(Task details):
Rewrite the listing from the line with "Could you spot the soil" through the end of the listing, swapping "meadow" for "pasture" and leaving everything else unchanged.

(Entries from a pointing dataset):
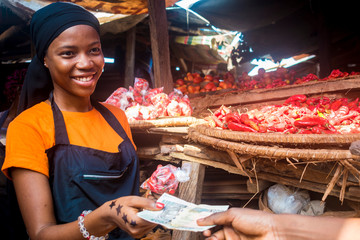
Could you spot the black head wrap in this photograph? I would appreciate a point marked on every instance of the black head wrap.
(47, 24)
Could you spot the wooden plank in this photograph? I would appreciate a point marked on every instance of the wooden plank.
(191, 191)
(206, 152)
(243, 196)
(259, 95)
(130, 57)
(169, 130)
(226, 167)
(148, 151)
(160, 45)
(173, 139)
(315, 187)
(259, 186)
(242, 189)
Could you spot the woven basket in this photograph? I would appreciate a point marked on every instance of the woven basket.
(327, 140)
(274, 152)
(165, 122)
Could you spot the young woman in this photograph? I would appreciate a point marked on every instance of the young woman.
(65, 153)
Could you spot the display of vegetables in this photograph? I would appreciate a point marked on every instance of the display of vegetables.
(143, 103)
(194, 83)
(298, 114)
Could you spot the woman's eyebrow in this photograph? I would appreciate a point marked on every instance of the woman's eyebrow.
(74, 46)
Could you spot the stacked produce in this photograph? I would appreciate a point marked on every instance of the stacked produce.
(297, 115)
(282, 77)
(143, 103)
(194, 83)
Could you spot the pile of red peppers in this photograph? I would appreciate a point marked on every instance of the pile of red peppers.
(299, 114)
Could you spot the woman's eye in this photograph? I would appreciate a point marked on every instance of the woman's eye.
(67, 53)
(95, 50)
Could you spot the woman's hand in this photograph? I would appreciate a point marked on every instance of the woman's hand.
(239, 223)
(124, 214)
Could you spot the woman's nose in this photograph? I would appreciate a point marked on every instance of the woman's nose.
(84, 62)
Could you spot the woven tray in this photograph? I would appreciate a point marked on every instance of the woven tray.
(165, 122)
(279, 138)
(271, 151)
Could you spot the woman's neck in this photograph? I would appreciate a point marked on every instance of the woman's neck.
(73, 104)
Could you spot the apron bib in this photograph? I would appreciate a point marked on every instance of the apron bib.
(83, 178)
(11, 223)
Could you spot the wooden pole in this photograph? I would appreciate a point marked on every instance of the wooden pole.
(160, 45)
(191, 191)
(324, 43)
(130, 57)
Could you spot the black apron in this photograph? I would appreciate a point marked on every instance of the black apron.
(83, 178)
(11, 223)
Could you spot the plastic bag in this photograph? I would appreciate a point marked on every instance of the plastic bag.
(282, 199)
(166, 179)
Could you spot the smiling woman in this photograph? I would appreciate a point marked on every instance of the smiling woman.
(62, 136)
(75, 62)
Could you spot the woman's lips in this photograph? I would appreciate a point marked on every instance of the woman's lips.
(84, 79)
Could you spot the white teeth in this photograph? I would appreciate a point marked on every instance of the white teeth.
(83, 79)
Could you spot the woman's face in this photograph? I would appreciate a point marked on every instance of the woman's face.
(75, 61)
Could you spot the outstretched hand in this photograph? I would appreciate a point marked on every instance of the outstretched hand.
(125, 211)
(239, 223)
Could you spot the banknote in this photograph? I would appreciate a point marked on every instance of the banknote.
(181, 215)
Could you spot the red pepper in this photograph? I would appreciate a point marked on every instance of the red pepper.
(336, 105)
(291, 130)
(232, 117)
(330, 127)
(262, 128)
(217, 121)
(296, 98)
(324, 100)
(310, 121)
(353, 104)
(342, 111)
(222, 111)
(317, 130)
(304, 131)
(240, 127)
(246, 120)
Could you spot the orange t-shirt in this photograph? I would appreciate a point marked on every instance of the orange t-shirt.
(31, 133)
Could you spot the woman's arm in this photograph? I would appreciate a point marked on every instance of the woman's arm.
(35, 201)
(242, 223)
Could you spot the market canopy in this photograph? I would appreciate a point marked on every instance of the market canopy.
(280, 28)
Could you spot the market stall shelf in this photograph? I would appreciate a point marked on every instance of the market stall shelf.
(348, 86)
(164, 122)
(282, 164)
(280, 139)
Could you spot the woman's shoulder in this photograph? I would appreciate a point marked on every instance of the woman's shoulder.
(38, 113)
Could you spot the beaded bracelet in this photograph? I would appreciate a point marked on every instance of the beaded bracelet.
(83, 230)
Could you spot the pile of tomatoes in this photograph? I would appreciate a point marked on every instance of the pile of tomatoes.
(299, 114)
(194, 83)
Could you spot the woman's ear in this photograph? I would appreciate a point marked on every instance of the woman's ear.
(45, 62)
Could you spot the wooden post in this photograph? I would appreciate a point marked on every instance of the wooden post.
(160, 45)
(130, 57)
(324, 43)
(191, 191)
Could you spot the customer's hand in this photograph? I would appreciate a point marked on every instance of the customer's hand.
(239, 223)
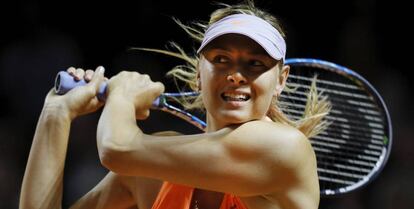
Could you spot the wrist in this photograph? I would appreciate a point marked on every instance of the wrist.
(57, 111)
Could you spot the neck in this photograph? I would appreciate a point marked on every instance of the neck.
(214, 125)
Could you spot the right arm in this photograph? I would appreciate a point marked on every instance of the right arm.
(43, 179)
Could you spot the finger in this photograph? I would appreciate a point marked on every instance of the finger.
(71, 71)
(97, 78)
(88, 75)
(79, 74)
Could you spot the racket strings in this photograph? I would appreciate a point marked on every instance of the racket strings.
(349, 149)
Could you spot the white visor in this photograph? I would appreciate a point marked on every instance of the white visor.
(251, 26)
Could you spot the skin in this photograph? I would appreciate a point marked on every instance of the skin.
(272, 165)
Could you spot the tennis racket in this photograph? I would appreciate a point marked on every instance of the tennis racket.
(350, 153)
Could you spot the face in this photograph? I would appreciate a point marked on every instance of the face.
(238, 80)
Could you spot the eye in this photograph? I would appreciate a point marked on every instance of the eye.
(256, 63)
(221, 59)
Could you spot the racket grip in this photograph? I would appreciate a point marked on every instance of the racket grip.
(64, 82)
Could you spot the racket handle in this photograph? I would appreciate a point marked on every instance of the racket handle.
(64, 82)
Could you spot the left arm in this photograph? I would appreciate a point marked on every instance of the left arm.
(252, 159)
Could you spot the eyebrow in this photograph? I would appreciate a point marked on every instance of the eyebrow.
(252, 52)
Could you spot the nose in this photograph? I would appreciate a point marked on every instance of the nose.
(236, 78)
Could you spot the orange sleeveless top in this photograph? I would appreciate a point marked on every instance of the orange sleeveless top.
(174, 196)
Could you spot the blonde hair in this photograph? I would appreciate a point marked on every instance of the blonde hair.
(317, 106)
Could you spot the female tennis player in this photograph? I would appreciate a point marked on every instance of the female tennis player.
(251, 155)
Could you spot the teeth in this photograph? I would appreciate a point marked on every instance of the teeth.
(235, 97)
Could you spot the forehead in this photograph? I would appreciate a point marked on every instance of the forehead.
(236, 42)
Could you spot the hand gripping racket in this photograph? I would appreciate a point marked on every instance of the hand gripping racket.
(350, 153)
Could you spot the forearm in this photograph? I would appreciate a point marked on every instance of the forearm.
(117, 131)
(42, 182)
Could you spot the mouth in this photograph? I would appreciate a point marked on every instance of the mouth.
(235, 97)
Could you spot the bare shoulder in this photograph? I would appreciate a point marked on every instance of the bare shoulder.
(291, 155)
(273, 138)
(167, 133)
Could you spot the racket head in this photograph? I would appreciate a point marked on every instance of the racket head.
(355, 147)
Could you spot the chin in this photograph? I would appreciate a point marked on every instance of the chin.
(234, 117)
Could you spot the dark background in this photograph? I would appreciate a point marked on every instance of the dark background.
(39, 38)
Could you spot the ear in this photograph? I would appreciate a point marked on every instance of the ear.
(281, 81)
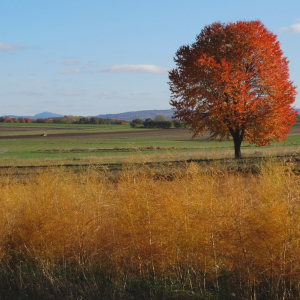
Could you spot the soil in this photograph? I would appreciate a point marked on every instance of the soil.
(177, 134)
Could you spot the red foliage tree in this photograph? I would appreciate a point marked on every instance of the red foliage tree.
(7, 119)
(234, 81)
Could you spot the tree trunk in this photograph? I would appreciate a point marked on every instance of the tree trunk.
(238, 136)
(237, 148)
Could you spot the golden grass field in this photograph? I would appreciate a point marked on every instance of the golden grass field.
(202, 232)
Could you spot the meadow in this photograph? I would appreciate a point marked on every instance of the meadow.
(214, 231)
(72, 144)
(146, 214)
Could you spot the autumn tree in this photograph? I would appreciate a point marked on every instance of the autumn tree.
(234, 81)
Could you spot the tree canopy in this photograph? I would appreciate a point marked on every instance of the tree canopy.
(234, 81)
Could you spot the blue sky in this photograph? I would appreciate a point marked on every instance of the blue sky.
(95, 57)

(Written solution):
Could you spot the soil in this photograph? I would appreciate a point marked on every instance of the soil.
(177, 134)
Could you spot the red foliage tree in this photograph? I would appreciate a point marked on every instance of the red foliage tree.
(7, 119)
(234, 81)
Could you spot the tree trunk in this photograph? I would appreciate a point marked on every instance of the tree trunk.
(238, 136)
(237, 148)
Could you spot the golden grass field in this photograph? I would appreciate a point marked on every instance of the golden grass field.
(202, 232)
Could you spot the pasture in this photograph? I would appreciate a point marked on every instance of the pasture.
(214, 231)
(72, 144)
(146, 214)
Could you spot the autumn tree in this photograph? I would appreciate a point marked on every instance of the autumn tree.
(234, 81)
Could you spot the tree canopy in this photograph? I would appreciate a point marked on every instance of the tree canopy.
(234, 81)
Could you spot the blue sky in this photograph? I would appreciate a point marked on every instance of the blue sky.
(95, 57)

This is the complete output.